▶ [Exercise brief]: Transcribe each line of the records below word for word, changing nothing.
-- start of The input --
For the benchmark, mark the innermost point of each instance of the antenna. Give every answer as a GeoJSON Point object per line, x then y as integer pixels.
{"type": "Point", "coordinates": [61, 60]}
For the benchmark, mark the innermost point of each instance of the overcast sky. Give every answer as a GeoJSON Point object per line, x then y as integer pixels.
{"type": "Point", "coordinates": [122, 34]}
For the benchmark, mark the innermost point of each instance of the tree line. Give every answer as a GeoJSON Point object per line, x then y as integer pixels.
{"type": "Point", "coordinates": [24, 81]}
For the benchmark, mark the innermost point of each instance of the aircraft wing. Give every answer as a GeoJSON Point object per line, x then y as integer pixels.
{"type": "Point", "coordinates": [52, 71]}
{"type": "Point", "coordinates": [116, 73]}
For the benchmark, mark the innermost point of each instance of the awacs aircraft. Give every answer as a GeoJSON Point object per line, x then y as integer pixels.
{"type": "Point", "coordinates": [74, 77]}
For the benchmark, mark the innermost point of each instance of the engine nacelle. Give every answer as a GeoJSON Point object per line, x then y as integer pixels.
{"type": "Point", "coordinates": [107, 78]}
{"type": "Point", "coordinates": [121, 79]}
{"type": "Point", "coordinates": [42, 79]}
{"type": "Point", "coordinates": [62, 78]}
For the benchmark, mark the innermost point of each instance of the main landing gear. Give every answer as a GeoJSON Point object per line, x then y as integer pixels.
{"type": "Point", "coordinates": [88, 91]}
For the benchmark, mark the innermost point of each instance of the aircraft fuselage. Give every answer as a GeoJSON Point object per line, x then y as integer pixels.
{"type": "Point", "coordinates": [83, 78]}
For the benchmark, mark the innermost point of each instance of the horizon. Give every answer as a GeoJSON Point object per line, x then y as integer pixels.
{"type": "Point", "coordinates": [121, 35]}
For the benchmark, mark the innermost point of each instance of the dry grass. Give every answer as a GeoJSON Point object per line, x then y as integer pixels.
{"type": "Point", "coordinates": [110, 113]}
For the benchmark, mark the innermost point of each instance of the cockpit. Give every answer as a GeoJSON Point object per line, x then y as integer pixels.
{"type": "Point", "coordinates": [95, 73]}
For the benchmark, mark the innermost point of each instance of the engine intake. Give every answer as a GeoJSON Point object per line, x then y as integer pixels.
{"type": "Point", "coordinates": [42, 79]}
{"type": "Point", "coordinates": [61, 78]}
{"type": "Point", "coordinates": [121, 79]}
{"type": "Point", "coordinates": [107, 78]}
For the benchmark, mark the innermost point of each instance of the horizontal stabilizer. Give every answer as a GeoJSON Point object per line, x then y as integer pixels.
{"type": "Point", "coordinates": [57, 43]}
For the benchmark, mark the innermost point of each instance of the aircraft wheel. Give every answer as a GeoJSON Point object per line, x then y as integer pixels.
-- end of The input --
▶ [Result of this exercise]:
For the benchmark, mark the innermost point of each instance of the antenna. Give every answer as a GeoJSON Point object per line, x then y as integer pixels.
{"type": "Point", "coordinates": [61, 60]}
For the benchmark, mark the innermost point of each instance of the overcast sky. Give every answer as a GeoJSON Point object per line, x then y as integer pixels.
{"type": "Point", "coordinates": [122, 34]}
For the benchmark, mark the innermost point of each instance of the tree line. Give every answer as a GeoJSON Point object per line, x then y as integer pixels.
{"type": "Point", "coordinates": [24, 81]}
For the benchmark, mark the innermost point of each instance of the aircraft wing. Give every answer as a GeoJSON Point object per line, x then y as integer pixels.
{"type": "Point", "coordinates": [52, 71]}
{"type": "Point", "coordinates": [116, 73]}
For the benchmark, mark the innermost point of each instance of the awacs aircraft. Give every answer as a GeoJSON Point object per line, x then y as integer pixels.
{"type": "Point", "coordinates": [74, 77]}
For the benchmark, mark the innermost point of each instance of the engine nacelle. Give every answer as a GeoJSON Point object per line, x then y as integer pixels.
{"type": "Point", "coordinates": [107, 78]}
{"type": "Point", "coordinates": [121, 79]}
{"type": "Point", "coordinates": [42, 79]}
{"type": "Point", "coordinates": [62, 78]}
For the benchmark, mark the innermost point of each instance of the main landing gear. Give every answer as a GeoJSON Point object per line, x then y as integer pixels.
{"type": "Point", "coordinates": [88, 91]}
For the benchmark, mark the innermost point of each instance of the aircraft fuselage. Give every answer as a GeoJSON Point object per line, x then y as integer pixels.
{"type": "Point", "coordinates": [83, 78]}
For the benchmark, mark the innermost point of each instance of the horizon. Give every answer as a GeoJSON Point object per line, x then y as integer pixels.
{"type": "Point", "coordinates": [121, 35]}
For the benchmark, mark the innermost point of each instance of the dry grass. Give every answer as a GeoJSON Point object per line, x then y as integer pixels.
{"type": "Point", "coordinates": [110, 113]}
For the benchmark, mark the innermost point of each instance of the cockpit. Give every answer as a GeoJSON Point object per line, x then y as integer pixels.
{"type": "Point", "coordinates": [95, 73]}
For the benchmark, mark the innermost point of each instance of the engine intake. Give every answer as a GeoJSON Point object per line, x then y as integer pixels.
{"type": "Point", "coordinates": [42, 79]}
{"type": "Point", "coordinates": [61, 78]}
{"type": "Point", "coordinates": [121, 79]}
{"type": "Point", "coordinates": [107, 78]}
For the benchmark, mark the innermost point of each instance of the horizontal stabilizer. Give every answer as a GeoJSON Point object per line, x then y as integer pixels.
{"type": "Point", "coordinates": [57, 43]}
For the benchmark, mark the innermost point of each instance of the aircraft wheel. Give every answer as a GeoJSON Point object per line, x then y as integer pixels.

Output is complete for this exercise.